Directions for this task
Write what comes next in the forum thread debating whether to buy American-made products, picking up right after its last line.

Extracted text

BTW. My Phantom Carbons cost less than the Golt Tip Pros I was going to buy, and shoot as well as I can shoot an arrow.


----------



## Jeff K in IL (Nov 4, 2005)

EricO said:


> I happen to. I have a us Manufacturing Job.
> 
> 
> 
> ...


Hispanics CAN be here, not all are illegal! Menial tasks, nice Stereotype, thats like the whole race and equality problem in the 1950's and 1960's. Hispanic or not, they CAN have an education. I know many hispanics that hold very high level jobs. Just like all other people, they to can learn, just like you and I did. Basically you were saying that they can only apply to tasks like landscaping and such where say Algebra Mathematics, and other skills do not apply!

If American products outperformed most foreign products then we would keep our money here. But just like in cars, there are many problems associated with some American Products, again thats why Consumer Testing never picks an American vehicle in the top 10, coincidence, I think not.

Obesity, can be inherited, but what I was referring to is that Americans are lazy. Many complain they don't get paid enough, and the backlash ends up with cheaper hard working personel.

Again never said that all Americans don't work hard, some do some don't!

This is why I will buy whatever is best, because Americans have ego's, and some think that USA made products are simply the cats *****. Well if they don't perform, then they don't deserve my money! 

You think there is a reason countries hate us, it could be because of our money, wait a minute our gov't spends all of that, or it could because of our power, militarily speaking. Or it could just be the countries Ego, which is the size of North America. 

I will not blindly buy a product because it is USA made, it is a shame we lose jobs to overseas workers, but it is only because of our own fault. Whether you like it or not, the reason our country is like the way we are now, is because of the USA itself!:cocktail:


----------



## EricO (Nov 24, 2004)

Jeff K in IL said:


> Hispanics CAN be here, not all are illegal! Menial tasks, nice Stereotype, thats like the whole race and equality problem in the 1950's and 1960's. Hispanic or not, they CAN have an education. I know many hispanics that hold very high level jobs. Just like all other people, they to can learn, just like you and I did. Basically you were saying that they can only apply to tasks like landscaping and such where say Algebra Mathematics, and other skills do not apply!


No, what I am saying is that poorly educated people that are in this country illegally, regardless of their country of origin or ethnicity, are under-qualified for most jobs that require risk or complexity. They end up getting hurt and the burden of their health care resides on the taxpayers. If they were all fry cooks or bank tellers(no offense to the people who hold those positions) I feel that they would be qualified for their positions. After all, illegals don't displace the truly qualified. It's the recent high school graduates and undereducated here that are affected. 



Jeff K in IL said:


> If American products outperformed most foreign products then we would keep our money here. But just like in cars, there are many problems associated with some American Products, again thats why Consumer Testing never picks an American vehicle in the top 10, coincidence, I think not.


Point taken, but once all the industry leaves there won't be any money to funnel into the service industry. 



Jeff K in IL said:


> Obesity, can be inherited, but what I was referring to is that Americans are lazy. Many complain they don't get paid enough, and the backlash ends up with cheaper hard working personel.

Entries provided
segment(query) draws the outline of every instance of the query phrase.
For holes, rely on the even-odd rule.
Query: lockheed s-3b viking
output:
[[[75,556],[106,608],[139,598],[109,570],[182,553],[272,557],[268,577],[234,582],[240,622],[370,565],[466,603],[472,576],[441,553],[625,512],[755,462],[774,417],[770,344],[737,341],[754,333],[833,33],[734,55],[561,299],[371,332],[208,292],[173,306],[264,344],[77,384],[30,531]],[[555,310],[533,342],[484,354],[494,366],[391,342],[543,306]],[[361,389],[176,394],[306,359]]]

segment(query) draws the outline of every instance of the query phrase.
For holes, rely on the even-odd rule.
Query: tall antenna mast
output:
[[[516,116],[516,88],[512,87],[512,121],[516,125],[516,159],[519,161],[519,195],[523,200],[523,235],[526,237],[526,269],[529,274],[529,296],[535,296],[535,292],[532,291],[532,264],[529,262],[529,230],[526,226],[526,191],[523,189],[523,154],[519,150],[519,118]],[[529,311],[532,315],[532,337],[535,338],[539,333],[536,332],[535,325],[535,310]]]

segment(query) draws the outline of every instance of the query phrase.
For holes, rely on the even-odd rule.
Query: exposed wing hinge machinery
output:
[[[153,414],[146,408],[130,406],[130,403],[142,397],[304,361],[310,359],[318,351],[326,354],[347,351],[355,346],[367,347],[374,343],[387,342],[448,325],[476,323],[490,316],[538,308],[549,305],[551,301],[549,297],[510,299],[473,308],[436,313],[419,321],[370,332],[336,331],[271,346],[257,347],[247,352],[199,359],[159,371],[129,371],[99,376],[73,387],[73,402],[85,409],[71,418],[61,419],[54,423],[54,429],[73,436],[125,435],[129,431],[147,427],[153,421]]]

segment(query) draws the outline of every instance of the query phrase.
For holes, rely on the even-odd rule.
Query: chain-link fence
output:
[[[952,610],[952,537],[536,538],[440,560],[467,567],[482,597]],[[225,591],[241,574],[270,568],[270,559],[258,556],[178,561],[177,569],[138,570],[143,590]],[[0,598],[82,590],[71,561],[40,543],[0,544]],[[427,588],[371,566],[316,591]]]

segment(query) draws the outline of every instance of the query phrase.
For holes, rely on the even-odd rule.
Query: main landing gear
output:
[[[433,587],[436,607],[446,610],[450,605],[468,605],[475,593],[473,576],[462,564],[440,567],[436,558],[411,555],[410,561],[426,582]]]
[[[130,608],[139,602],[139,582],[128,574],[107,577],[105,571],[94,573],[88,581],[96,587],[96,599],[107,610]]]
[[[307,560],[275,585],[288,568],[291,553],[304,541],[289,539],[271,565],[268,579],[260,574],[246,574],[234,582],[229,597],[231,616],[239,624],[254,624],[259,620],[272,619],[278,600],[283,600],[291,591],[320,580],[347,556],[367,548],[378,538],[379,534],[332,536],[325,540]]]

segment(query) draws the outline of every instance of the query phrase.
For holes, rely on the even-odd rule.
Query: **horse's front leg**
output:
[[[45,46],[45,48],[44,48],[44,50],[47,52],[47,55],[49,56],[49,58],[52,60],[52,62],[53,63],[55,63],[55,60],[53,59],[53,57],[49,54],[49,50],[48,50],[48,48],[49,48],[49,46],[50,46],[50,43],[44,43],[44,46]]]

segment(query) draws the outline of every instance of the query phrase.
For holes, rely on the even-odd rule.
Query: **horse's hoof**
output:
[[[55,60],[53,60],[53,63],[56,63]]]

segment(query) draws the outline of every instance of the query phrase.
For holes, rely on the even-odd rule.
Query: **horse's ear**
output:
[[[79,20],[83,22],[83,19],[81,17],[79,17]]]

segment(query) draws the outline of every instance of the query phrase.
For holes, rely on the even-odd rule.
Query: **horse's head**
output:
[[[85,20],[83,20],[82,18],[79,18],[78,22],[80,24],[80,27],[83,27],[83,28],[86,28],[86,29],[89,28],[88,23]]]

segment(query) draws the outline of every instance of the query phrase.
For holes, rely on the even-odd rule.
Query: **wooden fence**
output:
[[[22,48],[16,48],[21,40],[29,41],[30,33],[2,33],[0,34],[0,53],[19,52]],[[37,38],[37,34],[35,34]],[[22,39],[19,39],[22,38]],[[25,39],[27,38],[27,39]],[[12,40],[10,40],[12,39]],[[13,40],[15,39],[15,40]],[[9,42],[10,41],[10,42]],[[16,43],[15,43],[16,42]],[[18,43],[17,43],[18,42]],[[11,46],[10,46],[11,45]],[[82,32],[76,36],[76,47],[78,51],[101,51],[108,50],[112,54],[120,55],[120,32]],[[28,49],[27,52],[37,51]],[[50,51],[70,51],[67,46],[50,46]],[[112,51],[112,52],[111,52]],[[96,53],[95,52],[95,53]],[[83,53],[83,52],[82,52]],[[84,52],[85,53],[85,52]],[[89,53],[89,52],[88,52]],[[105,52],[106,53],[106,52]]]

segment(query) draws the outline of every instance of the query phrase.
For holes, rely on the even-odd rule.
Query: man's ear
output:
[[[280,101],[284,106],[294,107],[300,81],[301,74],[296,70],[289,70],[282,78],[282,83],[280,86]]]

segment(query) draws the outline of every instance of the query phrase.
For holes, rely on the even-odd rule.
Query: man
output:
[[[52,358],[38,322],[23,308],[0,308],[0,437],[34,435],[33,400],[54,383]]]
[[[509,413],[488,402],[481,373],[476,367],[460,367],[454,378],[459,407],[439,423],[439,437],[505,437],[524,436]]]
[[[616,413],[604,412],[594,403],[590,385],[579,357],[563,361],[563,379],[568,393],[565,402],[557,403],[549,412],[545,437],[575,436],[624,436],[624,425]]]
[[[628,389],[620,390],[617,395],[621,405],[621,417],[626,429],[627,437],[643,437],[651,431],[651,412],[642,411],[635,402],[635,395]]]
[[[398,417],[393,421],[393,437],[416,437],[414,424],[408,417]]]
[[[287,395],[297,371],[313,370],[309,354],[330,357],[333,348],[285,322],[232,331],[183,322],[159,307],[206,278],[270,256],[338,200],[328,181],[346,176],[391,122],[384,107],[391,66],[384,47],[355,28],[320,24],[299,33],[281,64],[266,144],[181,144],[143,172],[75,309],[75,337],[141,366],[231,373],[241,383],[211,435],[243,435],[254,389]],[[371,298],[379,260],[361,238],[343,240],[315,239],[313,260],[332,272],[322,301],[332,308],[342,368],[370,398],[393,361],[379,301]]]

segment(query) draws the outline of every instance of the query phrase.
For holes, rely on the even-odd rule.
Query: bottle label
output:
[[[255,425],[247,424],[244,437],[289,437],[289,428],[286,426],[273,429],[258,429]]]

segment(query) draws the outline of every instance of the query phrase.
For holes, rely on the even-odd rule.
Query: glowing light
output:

Exercise response
Sorry bub. I happen to be fat because I eat too much. I bust my tail when it's time to go to work though. You should walk out from behind your counter and try real work before you call people lazy. I know the liberal news media has given you all this information so it must be true. 



Jeff K in IL said:


> Again never said that all Americans don't work hard, some do some don't!


Actually you said:


Jeff K in IL said:


> but the fact is, that American workers want so much, and put forth so little.


That's pretty much a sweeping generalization. You should qualify it a little bit more. 



Jeff K in IL said:


> This is why I will buy whatever is best, because Americans have ego's, and some think that USA made products are simply the cats *****. Well if they don't perform, then they don't deserve my money!


American products are made in safe, environmentally regulated environments. Those are the true costs companies are trying to skirt by manufacturing overseas. I try to buy American whenever I can. I can't do it all the time, but I do make the effort.



Jeff K in IL said:


> You think there is a reason countries hate us, it could be because of our money, wait a minute our gov't spends all of that, or it could because of our power, militarily speaking. Or it could just be the countries Ego, which is the size of North America.
> 
> I will not blindly buy a product because it is USA made, it is a shame we lose jobs to overseas workers, but it is only because of our own fault. Whether you like it or not, the reason our country is like the way we are now, is because of the USA itself!:cocktail:



I can't speak to the ego thing, but I really don't care if they hate us :wink: . I try to keep my money here when I can. I don't want anyone to blindly purchase a product. I just want to make sure that American products get a fair shake in the market and get some consideration when a purchase is made. There are awesome American-made arrows out there, shoot what you like.


----------



## Slippy Field (Nov 4, 2005)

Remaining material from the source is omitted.